» Document section
-------------------------
Glucokinase Inactivation Ameliorates Lipid Accumulation and Exerts Favorable Effects on Lipid Metabolism in Hepatocytes

Int. J. Mol. Sci. 2023, 24(5), 4315; https://doi.org/10.3390/ijms24054315
by Ziyan Xie 1,†, Ting Xie 1,2,†, Jieying Liu 1,2, Qian Zhang 1 and Xinhua Xiao 1,*
Reviewer 1:
Maria I. Alvelos
Reviewer 2:
Anne Jörns
Int. J. Mol. Sci. 2023, 24(5), 4315; https://doi.org/10.3390/ijms24054315
Submission received: 25 January 2023 / Revised: 10 February 2023 / Accepted: 16 February 2023 / Published: 21 February 2023
(This article belongs to the Section Molecular Endocrinology and Metabolism)

Round 1

Reviewer 1 Report

In the present study, the authors evaluate the impact of GCK inactivation on hepatic lipid metabolism and inflammation in order to better understand the low incidence of vascular complications observed in GCK-MODY patients, when compared to patients with other forms of diabetes. The manuscript is well structured and presented, but it has some weakness which are acknowledged by the authors in the discussion section.
-------------------------
» Required action
Condense the paragraph in the glucokinase review report that begins "In the present study" into a short bulleted list that keeps its main facts.

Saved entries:
-------------------------
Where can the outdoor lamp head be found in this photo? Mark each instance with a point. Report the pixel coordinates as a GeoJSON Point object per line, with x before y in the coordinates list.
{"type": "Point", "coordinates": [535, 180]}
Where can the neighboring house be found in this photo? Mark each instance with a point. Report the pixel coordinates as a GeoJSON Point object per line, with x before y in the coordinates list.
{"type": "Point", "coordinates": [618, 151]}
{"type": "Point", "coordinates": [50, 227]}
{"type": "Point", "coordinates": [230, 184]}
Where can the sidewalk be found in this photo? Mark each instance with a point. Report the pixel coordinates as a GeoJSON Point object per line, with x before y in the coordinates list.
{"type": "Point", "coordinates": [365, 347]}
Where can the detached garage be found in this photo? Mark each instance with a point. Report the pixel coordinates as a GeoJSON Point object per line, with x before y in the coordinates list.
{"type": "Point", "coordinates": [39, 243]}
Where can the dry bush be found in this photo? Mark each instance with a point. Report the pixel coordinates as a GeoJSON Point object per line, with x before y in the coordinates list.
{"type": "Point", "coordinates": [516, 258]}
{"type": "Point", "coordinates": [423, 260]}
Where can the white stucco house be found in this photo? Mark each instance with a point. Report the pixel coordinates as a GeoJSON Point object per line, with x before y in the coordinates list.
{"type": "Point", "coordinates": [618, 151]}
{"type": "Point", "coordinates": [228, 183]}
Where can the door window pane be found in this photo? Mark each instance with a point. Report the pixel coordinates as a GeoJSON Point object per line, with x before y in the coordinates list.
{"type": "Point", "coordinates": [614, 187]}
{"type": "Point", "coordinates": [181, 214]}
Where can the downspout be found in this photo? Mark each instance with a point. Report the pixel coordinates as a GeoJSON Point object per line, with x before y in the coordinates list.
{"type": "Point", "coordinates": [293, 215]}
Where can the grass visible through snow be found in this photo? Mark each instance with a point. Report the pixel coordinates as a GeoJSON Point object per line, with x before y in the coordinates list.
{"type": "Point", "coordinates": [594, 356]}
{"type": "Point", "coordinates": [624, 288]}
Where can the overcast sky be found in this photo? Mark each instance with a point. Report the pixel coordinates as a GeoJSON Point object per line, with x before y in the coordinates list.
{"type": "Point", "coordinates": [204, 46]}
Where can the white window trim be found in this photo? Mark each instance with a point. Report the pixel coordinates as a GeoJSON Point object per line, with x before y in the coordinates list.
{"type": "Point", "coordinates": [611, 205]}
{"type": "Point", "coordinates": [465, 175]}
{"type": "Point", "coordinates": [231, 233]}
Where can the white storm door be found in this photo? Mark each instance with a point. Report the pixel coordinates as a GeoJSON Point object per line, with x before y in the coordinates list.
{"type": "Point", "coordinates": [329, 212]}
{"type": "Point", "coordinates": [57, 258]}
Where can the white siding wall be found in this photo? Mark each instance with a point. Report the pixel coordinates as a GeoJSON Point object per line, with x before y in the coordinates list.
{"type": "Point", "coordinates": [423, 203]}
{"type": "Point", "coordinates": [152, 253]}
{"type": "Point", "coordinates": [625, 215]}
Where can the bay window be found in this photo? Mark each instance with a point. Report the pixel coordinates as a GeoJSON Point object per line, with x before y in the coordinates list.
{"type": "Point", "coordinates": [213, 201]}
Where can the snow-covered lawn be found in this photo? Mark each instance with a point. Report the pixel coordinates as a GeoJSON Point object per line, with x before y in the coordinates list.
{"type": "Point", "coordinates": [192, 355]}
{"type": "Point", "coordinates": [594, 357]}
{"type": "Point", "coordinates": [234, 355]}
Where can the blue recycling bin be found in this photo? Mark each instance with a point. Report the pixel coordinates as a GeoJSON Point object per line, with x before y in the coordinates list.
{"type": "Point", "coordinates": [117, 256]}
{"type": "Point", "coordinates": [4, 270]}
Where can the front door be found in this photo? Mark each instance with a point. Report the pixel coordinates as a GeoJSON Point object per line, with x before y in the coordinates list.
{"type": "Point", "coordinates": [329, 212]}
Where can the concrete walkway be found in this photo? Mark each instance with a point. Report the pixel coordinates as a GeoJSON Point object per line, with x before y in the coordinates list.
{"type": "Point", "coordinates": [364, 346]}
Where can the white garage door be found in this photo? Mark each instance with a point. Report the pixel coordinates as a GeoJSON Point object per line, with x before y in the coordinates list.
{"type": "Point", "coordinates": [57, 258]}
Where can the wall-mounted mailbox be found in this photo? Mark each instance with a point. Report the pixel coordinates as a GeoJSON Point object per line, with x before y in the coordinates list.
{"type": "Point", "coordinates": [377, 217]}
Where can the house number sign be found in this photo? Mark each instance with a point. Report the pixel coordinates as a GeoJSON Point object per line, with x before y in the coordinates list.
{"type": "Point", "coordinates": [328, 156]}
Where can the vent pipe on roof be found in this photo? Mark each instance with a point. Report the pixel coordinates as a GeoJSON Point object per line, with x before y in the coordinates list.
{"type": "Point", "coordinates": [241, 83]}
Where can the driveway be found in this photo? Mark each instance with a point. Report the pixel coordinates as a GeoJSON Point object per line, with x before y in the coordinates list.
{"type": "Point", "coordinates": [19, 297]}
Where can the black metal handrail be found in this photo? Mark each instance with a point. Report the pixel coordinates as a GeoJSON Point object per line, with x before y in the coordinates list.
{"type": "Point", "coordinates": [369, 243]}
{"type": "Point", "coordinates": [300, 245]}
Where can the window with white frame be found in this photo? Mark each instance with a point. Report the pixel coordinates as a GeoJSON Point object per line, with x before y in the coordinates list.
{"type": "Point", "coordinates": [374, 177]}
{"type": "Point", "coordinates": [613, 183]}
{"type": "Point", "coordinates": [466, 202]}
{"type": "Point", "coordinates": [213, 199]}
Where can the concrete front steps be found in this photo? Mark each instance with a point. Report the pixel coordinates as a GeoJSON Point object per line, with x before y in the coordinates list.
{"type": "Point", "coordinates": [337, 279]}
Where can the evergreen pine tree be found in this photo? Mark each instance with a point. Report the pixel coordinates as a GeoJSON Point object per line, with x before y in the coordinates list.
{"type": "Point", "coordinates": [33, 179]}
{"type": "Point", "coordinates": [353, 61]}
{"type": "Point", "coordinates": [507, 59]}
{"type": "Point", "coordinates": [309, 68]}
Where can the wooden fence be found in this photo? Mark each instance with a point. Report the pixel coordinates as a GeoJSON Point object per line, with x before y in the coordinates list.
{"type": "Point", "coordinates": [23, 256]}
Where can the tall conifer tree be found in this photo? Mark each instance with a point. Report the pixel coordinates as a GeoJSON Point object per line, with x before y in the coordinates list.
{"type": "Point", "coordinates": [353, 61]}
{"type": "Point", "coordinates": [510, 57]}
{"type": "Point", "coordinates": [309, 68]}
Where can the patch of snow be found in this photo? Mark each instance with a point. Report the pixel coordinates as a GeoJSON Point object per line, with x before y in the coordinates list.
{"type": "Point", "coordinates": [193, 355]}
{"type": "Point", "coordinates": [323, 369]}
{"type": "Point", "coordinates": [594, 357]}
-------------------------
» Task answer
- The authors assess how GCK inactivation affects hepatic lipid metabolism and inflammation.
- The aim is to better understand why GCK-MODY patients have fewer vascular complications than patients with other forms of diabetes.
- The manuscript is well structured and presented.
- It has some weaknesses, which the authors acknowledge in the discussion section.